(Problem statement) Set down the material again. Keep every line exactly as it is.

(Exercise data)
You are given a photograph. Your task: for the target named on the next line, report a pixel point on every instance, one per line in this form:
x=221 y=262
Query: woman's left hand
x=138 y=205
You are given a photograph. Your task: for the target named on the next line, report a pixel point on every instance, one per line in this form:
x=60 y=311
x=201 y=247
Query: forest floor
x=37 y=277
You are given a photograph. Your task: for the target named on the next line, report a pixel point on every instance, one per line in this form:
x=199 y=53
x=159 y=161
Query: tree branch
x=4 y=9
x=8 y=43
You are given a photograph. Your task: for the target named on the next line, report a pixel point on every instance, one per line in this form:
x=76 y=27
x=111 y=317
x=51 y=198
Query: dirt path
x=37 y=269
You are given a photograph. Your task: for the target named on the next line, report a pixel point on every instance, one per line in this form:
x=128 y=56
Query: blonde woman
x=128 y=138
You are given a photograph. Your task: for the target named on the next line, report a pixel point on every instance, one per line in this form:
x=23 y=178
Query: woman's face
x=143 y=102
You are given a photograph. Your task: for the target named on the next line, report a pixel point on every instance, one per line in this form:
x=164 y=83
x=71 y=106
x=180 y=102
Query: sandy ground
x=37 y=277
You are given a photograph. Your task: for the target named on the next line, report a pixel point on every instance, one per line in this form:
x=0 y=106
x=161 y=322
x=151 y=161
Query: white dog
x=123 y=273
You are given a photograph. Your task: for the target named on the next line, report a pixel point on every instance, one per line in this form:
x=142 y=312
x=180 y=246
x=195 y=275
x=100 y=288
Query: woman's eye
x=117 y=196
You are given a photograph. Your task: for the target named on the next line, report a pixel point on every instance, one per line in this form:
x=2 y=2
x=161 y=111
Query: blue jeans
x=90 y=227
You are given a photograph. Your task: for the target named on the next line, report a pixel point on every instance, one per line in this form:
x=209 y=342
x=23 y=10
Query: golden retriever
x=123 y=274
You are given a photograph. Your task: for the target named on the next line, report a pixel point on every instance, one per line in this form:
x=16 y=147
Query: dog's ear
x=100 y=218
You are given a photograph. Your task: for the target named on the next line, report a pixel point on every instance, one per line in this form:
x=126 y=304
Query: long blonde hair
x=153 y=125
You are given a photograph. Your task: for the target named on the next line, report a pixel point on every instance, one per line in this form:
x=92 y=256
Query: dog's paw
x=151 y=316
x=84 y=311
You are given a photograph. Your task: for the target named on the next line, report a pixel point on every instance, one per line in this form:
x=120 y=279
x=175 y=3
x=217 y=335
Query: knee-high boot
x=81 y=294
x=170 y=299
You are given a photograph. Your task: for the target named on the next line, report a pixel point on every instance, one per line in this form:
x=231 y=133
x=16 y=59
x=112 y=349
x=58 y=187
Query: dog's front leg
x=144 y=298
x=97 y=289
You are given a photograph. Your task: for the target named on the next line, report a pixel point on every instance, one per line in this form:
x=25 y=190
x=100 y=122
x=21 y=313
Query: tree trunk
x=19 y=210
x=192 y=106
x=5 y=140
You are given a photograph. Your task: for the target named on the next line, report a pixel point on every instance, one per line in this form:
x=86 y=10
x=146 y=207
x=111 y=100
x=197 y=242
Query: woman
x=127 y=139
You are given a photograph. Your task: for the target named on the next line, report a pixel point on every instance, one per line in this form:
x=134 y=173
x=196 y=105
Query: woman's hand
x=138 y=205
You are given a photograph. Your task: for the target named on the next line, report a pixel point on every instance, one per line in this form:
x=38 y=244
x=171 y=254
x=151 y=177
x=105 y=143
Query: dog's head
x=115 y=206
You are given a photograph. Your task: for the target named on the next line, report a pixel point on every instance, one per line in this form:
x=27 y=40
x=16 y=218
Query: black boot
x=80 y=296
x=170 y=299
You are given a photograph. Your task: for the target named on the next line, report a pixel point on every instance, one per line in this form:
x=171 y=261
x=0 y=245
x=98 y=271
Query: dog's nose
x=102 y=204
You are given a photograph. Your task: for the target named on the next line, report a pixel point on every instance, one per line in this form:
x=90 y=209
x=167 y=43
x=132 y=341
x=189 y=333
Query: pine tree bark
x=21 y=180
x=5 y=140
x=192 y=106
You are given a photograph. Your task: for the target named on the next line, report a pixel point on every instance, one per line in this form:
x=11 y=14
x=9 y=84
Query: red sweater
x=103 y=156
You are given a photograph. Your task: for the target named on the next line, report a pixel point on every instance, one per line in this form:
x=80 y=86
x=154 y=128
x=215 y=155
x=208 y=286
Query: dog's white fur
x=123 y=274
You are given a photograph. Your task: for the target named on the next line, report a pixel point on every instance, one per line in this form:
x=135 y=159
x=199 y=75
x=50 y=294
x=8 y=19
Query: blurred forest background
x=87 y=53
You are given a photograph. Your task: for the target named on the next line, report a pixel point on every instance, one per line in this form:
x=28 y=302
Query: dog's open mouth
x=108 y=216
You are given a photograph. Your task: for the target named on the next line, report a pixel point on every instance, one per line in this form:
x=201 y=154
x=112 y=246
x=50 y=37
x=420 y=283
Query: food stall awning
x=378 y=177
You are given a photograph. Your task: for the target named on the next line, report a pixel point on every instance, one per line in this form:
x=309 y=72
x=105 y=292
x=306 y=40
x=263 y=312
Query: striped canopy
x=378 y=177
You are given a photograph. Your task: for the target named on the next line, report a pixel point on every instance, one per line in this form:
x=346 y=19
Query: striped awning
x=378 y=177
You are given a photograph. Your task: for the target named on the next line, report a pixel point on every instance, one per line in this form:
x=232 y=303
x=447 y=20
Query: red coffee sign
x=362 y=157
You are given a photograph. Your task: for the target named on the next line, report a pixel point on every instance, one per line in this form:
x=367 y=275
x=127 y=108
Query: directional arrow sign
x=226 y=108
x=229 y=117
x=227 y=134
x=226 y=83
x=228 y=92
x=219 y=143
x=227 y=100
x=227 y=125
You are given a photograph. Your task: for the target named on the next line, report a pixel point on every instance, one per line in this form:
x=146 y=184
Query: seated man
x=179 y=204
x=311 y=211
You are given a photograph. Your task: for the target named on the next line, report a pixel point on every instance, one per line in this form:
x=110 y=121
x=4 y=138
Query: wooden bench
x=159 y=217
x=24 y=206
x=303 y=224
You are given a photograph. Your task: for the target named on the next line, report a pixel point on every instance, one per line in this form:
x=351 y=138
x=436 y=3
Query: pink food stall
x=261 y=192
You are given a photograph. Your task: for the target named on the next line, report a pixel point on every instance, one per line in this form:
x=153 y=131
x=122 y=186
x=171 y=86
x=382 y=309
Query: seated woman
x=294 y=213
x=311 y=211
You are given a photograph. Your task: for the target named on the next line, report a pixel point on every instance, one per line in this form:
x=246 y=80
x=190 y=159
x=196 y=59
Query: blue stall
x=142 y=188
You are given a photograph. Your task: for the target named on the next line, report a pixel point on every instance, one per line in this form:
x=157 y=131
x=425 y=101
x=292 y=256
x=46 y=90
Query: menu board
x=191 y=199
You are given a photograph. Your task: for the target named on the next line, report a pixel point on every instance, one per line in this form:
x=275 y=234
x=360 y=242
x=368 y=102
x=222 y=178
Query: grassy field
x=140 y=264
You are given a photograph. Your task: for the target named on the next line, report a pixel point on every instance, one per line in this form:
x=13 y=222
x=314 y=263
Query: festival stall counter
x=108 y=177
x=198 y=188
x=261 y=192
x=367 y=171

(Output for this exercise)
You are given a photograph. Your task: for the target named on the next line, report a pixel point on every instance, one per line in this form:
x=221 y=262
Query: woman's left hand
x=138 y=205
You are given a photograph. Your task: for the target named on the next line, report a pixel point on every instance, one per line in this form:
x=60 y=311
x=201 y=247
Query: forest floor
x=37 y=277
You are given a photograph. Your task: for the target named on the next line, report a pixel point on every instance, one per line in this form:
x=199 y=53
x=159 y=161
Query: tree branch
x=4 y=9
x=8 y=43
You are given a photograph. Your task: for the target named on the next line, report a pixel point on every instance, one per line in this form:
x=76 y=27
x=111 y=317
x=51 y=198
Query: dirt path
x=37 y=269
You are given a photograph. Your task: for the target named on the next line, report a pixel point on every instance, one per line in this form:
x=128 y=56
Query: blonde woman
x=128 y=138
You are given a photograph. Your task: for the target named on the next line, report a pixel point on every instance, one per line in this form:
x=23 y=178
Query: woman's face
x=143 y=102
You are given a photograph. Your task: for the target named on the next line, report a pixel point on every instance, one per line in this form:
x=164 y=83
x=71 y=106
x=180 y=102
Query: sandy ground
x=37 y=277
You are given a photograph. Your task: for the target named on the next line, report a pixel point on every instance, one per line in this form:
x=0 y=106
x=161 y=322
x=151 y=161
Query: white dog
x=123 y=273
You are given a photograph. Your task: for the target named on the next line, report a pixel point on every instance, one per line in this form:
x=142 y=312
x=180 y=246
x=195 y=275
x=100 y=288
Query: woman's eye
x=117 y=196
You are given a photograph. Your task: for the target named on the next line, report a pixel point on every instance, one per line in this form:
x=2 y=2
x=161 y=111
Query: blue jeans
x=90 y=227
You are given a photograph. Your task: for the target named on the next line, report a pixel point on every instance, one per line in this form:
x=209 y=342
x=23 y=10
Query: golden retriever
x=123 y=274
You are given a photograph. Your task: for the target named on the next line, report a pixel point on every instance, one per line in this form:
x=16 y=147
Query: dog's ear
x=100 y=218
You are given a photograph. Your task: for the target named on the next line, report a pixel point on every instance, one per line in this form:
x=126 y=304
Query: long blonde hair
x=153 y=125
You are given a photograph. Your task: for the target named on the next line, report a pixel point on every instance, one per line in this form:
x=92 y=256
Query: dog's paw
x=151 y=316
x=84 y=311
You are given a photograph. Your task: for the target named on the next line, report a pixel point on every instance, one per line in this form:
x=120 y=279
x=175 y=3
x=217 y=335
Query: knee-high boot
x=81 y=294
x=170 y=299
You are given a photograph. Your task: for the target named on the next line, report a pixel point on every instance, one per line in this form:
x=231 y=133
x=16 y=59
x=112 y=349
x=58 y=187
Query: dog's front leg
x=144 y=298
x=97 y=289
You are given a photograph. Your task: for the target named on the next line, report a pixel point on every instance, one per line in this form:
x=25 y=190
x=100 y=122
x=21 y=313
Query: tree trunk
x=19 y=210
x=192 y=106
x=5 y=140
You are given a photograph. Your task: for the target named on the next line, report a pixel point on every instance, one per line in this form:
x=86 y=10
x=146 y=207
x=111 y=100
x=197 y=242
Query: woman
x=127 y=139
You are given a photograph. Your task: for the target named on the next line, report a pixel point on every instance, one per line in this form:
x=134 y=173
x=196 y=105
Query: woman's hand
x=138 y=205
You are given a photograph. Your task: for the target named on the next line, report a pixel point on every instance, one per line in this form:
x=38 y=244
x=171 y=254
x=151 y=177
x=105 y=143
Query: dog's head
x=115 y=206
You are given a photograph. Your task: for the target named on the next line, report a pixel point on every instance, one per line in this form:
x=27 y=40
x=16 y=218
Query: black boot
x=80 y=296
x=170 y=299
You are given a photograph. Your task: for the target named on the next line, report a pixel point on every instance, one per line in this form:
x=171 y=261
x=0 y=245
x=98 y=271
Query: dog's nose
x=102 y=204
You are given a photograph. Your task: for the target named on the next line, report a pixel point on every instance, one per line in this form:
x=90 y=209
x=167 y=43
x=132 y=341
x=189 y=333
Query: pine tree bark
x=21 y=180
x=5 y=140
x=192 y=106
You are given a photograph. Your task: for the target named on the next line, report a pixel point on every instance, one per line in this form:
x=11 y=14
x=9 y=84
Query: red sweater
x=103 y=156
You are given a photograph. Your task: for the target named on the next line, report a pixel point on every instance, one per line in this form:
x=80 y=86
x=154 y=128
x=215 y=155
x=208 y=286
Query: dog's white fur
x=123 y=274
You are given a photograph. Your task: for the target named on the next line, report a pixel point on every instance, one per line in this form:
x=135 y=159
x=199 y=75
x=50 y=294
x=8 y=19
Query: blurred forest background
x=87 y=53
You are given a photograph. Your task: for the target named on the next line, report a pixel point on every instance, one per line in this form:
x=28 y=302
Query: dog's open mouth
x=108 y=216
You are given a photograph. Your task: for the target named on the next line, report a pixel point on every instance, one per line in this form:
x=201 y=154
x=112 y=246
x=50 y=37
x=420 y=283
Query: food stall awning
x=378 y=177
You are given a photograph. Your task: for the target named on the next line, report a pixel point on every instance, one per line in this form:
x=309 y=72
x=105 y=292
x=306 y=40
x=263 y=312
Query: striped canopy
x=378 y=177
You are given a photograph. Your task: for the target named on the next line, report a pixel point on every instance, one per line in this form:
x=346 y=19
Query: striped awning
x=378 y=177
You are given a photograph. Your task: for the target named on the next line, report a pixel point on every instance, one per line in this form:
x=232 y=303
x=447 y=20
Query: red coffee sign
x=362 y=157
You are given a photograph. Your task: for the target named on the next line, report a pixel point on every instance, one per line in this form:
x=367 y=275
x=127 y=108
Query: directional arrow sign
x=226 y=108
x=229 y=117
x=227 y=134
x=226 y=83
x=228 y=92
x=219 y=143
x=227 y=100
x=227 y=125
You are given a photograph. Your task: for the target named on the next line, report a pixel point on every instance, one per line in this form:
x=146 y=184
Query: seated man
x=179 y=204
x=311 y=211
You are given a photograph. Your task: for the target named on the next line, report a pixel point on every instance, one per line in this form:
x=110 y=121
x=4 y=138
Query: wooden bench
x=159 y=217
x=24 y=206
x=303 y=224
You are given a photograph. Your task: for the target named on the next line, report a pixel point on every instance, one per line in this form:
x=351 y=138
x=436 y=3
Query: pink food stall
x=261 y=192
You are given a photograph. Your task: for the target named on the next line, report a pixel point on every instance, one per line in this form:
x=153 y=131
x=122 y=186
x=171 y=86
x=382 y=309
Query: seated woman
x=294 y=213
x=311 y=211
You are given a photograph. Your task: for the target named on the next line, report a pixel point on every instance, one per line in this form:
x=246 y=80
x=190 y=159
x=196 y=59
Query: blue stall
x=142 y=188
You are given a photograph. Your task: for the target named on the next line, report a pixel point on every instance, one per line in this form:
x=157 y=131
x=425 y=101
x=292 y=256
x=46 y=90
Query: menu board
x=191 y=199
You are given a photograph. Your task: for the target named on the next line, report a pixel point on every instance, one per line in this form:
x=275 y=234
x=360 y=242
x=368 y=102
x=222 y=178
Query: grassy field
x=140 y=264
You are given a photograph. Your task: for the target named on the next line, report a pixel point on every instance, one per line in this form:
x=13 y=222
x=314 y=263
Query: festival stall counter
x=108 y=177
x=198 y=188
x=261 y=192
x=367 y=171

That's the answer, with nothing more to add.